## What you should do
In the Snowflake notes, how many people did the company add on a headcount basis in the fourth quarter?

## Passage for review
In short, the bear case on Snowflake is that analytical queries will be run by agents in the future, and Snowflake's platform has an architectural innovator's dilemma in serving those use cases.
AI bull case:
The reality is, thousands of the world's largest companies have invested huge effort in standardizing/centralizing on Snowflake. The battle to be the system of record for aggregated tabular business data is already over at these companies- it will be Snowflake for the foreseeable future.
The implication is that agents are actually a huge tailwind for Snowflake- they will need to access business data to operate, to derive insights, to understand context, etc. and Snowflake's business model has the clear advantage of letting it monetize those queries as if they were coming from a human.
AI traction:
It is hard for Snowflake to know exactly what share of its revenue comes from AI-driven queries, but it did say this on the Q4 call:
"This quarter, we delivered the largest sequential increase in accounts using AI, bringing the total to more than 9,100 accounts."
Beyond that, net retention ticked up last year to 125%, very impressive at this scale.
Adjacent AI-native startup summary:
Databricks, albeit not AI-native, is the juggernaut to watch here, with a reported 15,000 employees up 34% Y/y.
Clickhouse - 536 employees, 86% y/y
Motherduck - 133 employees, 46% Y/y
Management Quotes:
"And in just 3 months, Snowflake Intelligence has scaled from a nascent offering to an essential capability for over 2,500 accounts, almost doubling quarter-over-quarter."
"Our deepened partnership with Anthropic is already helping customers like Intercom see significant impact."
"And Matt, just to emphasize that point, just in fourth quarter, we saw a lot of benefit with AI that we had a small reduction in force and about 200 people in the company were impacted. So if you look at our fourth quarter net adds on a headcount basis, we only added 37 people. So AI has really changed the framework for investing in growth. It's no longer tied to headcount."
"So we will be launching features like a per user cap on top of Snowflake Intelligence, so they can feel like there is a clear upper limit to how much they can get charged with an agent. We think models like this that are consumption-based with clear user caps and account caps offer the best of both worlds, which is consumption pricing with price predictability."

## Supplied information

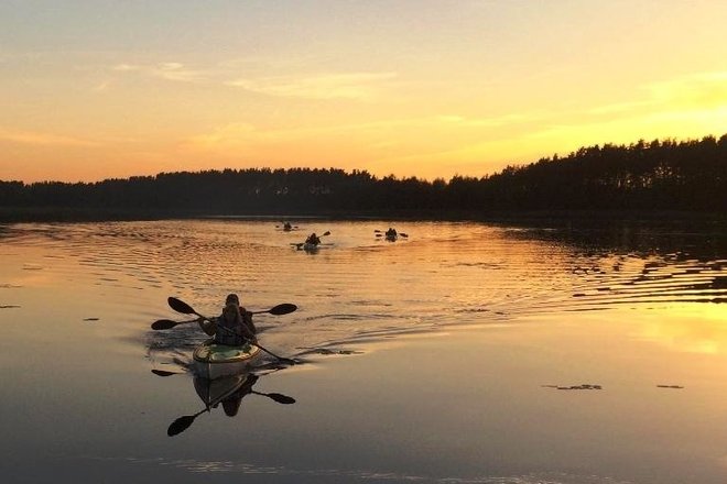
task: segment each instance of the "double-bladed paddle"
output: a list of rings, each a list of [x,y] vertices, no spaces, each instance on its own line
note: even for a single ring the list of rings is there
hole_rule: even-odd
[[[174,302],[172,302],[172,299],[174,299]],[[172,306],[173,304],[175,306]],[[184,306],[182,306],[182,305],[184,305]],[[196,315],[196,312],[187,312],[187,310],[192,309],[192,308],[188,305],[186,305],[185,302],[181,301],[180,299],[171,297],[170,298],[170,306],[172,306],[172,309],[174,309],[175,311],[183,312],[185,315],[189,315],[189,314]],[[177,308],[184,309],[184,310],[180,310]],[[294,304],[283,302],[282,305],[278,305],[278,306],[275,306],[273,308],[270,308],[270,309],[267,309],[264,311],[251,311],[251,314],[252,315],[271,314],[271,315],[274,315],[274,316],[281,316],[281,315],[287,315],[290,312],[293,312],[296,309],[297,309],[297,306],[295,306]],[[197,316],[199,316],[199,315],[197,315]],[[209,319],[209,318],[205,318],[204,316],[199,316],[199,318]],[[171,319],[159,319],[159,320],[152,322],[152,329],[155,330],[155,331],[159,331],[159,330],[162,330],[162,329],[172,329],[172,328],[174,328],[175,326],[178,326],[178,324],[188,324],[191,322],[198,321],[199,318],[191,319],[188,321],[172,321]]]
[[[384,233],[386,233],[383,230],[378,230],[378,229],[375,230],[373,232],[376,233],[376,237],[383,237]],[[406,233],[404,233],[404,232],[397,232],[397,235],[399,235],[399,237],[403,237],[404,239],[408,239],[408,238],[409,238],[409,234],[406,234]]]
[[[182,312],[184,315],[196,315],[196,316],[200,317],[202,319],[206,319],[208,321],[210,320],[206,316],[202,316],[199,312],[195,311],[192,306],[189,306],[188,304],[186,304],[185,301],[183,301],[181,299],[177,299],[176,297],[170,297],[170,298],[166,299],[166,301],[169,302],[170,307],[172,309],[174,309],[175,311],[177,311],[177,312]],[[292,305],[292,304],[282,304],[282,305],[279,305],[279,306],[284,306],[283,312],[271,312],[271,314],[286,315],[287,312],[292,312],[295,309],[297,309],[297,306]],[[278,308],[279,306],[275,306],[275,308]],[[275,309],[275,308],[272,308],[272,309]],[[272,309],[270,309],[269,311],[272,311]],[[269,311],[261,311],[261,312],[269,312]],[[273,358],[276,358],[280,361],[289,362],[292,365],[294,365],[296,363],[295,360],[291,360],[290,358],[283,358],[283,356],[276,355],[272,351],[270,351],[267,348],[262,346],[260,343],[254,343],[254,345],[258,346],[259,349],[261,349],[262,351],[264,351],[265,353],[268,353],[269,355],[271,355]]]
[[[324,233],[322,233],[318,237],[321,238],[321,237],[326,237],[326,235],[330,235],[330,231],[326,230]],[[306,243],[307,242],[291,242],[291,245],[295,245],[295,248],[300,251],[301,248],[303,248],[303,245],[305,245]]]
[[[283,404],[283,405],[291,405],[295,403],[295,398],[279,393],[262,393],[262,392],[256,392],[253,389],[249,389],[248,392],[254,395],[261,395],[263,397],[268,397],[271,400],[278,402],[279,404]],[[177,433],[182,433],[183,431],[188,429],[192,424],[194,424],[195,418],[199,417],[205,411],[209,411],[209,408],[210,407],[207,406],[194,415],[184,415],[177,418],[166,429],[166,435],[170,437],[174,437]]]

## The answer
37 people.